**WORK TO BE COMPLETED**:
Write out exactly the lines from the first line of the records below through the line that contains "Where can you spot the vertical", and stop there.

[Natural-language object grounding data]

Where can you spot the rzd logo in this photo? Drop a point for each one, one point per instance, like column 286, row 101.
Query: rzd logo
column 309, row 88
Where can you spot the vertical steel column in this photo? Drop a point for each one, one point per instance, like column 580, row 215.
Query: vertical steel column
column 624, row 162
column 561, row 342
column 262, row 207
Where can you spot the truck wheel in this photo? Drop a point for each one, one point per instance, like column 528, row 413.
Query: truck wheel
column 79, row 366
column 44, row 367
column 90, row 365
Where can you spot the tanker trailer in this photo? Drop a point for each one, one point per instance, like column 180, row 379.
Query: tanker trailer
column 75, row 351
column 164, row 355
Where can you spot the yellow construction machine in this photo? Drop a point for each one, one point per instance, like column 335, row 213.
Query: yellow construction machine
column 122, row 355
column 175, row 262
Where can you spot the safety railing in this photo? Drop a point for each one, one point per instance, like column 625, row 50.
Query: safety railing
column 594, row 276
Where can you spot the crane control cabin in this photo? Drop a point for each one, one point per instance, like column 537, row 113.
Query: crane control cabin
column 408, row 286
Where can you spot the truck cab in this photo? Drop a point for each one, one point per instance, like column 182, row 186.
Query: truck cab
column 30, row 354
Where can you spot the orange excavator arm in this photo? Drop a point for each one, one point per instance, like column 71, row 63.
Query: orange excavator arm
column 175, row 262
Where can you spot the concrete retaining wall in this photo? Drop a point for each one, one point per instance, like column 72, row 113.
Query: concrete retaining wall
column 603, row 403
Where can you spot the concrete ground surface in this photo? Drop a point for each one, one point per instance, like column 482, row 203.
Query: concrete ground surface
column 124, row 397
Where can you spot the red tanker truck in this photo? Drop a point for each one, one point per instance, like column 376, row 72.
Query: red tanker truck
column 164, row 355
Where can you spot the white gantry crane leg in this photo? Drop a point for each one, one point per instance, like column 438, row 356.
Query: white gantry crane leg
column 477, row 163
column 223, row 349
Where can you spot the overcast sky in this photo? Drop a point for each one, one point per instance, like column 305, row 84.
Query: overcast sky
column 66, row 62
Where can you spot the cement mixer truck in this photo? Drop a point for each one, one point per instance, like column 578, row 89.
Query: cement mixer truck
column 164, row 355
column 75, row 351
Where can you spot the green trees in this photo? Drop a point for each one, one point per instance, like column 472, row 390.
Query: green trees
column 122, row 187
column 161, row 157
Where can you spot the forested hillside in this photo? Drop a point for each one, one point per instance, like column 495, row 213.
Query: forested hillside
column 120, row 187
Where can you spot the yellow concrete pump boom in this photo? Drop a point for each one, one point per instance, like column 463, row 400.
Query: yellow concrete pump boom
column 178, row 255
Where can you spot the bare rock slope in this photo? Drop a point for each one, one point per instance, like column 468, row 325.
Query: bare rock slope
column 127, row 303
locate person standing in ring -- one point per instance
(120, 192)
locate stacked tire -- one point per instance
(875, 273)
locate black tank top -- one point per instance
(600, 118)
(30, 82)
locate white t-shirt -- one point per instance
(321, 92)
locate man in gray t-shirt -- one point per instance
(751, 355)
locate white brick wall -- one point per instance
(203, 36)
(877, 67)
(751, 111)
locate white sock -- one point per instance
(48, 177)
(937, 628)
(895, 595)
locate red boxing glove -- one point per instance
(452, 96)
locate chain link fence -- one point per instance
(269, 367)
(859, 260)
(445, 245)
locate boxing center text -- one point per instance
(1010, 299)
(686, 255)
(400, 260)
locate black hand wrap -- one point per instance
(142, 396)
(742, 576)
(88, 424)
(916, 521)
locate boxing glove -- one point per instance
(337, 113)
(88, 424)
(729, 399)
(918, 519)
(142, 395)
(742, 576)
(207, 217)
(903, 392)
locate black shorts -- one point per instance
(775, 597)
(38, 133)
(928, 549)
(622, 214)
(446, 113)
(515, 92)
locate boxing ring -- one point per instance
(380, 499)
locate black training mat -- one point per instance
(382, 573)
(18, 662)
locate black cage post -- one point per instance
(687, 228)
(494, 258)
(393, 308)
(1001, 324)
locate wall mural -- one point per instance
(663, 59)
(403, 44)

**OUTPUT OF THE EXERCISE**:
Where can you spot the rzd logo in this photo? Drop a point for each one, one point per instance, like column 286, row 101.
Query: rzd logo
column 309, row 88
Where can you spot the vertical steel column in this photo? Drop a point for each one, one point per instance, like column 580, row 215.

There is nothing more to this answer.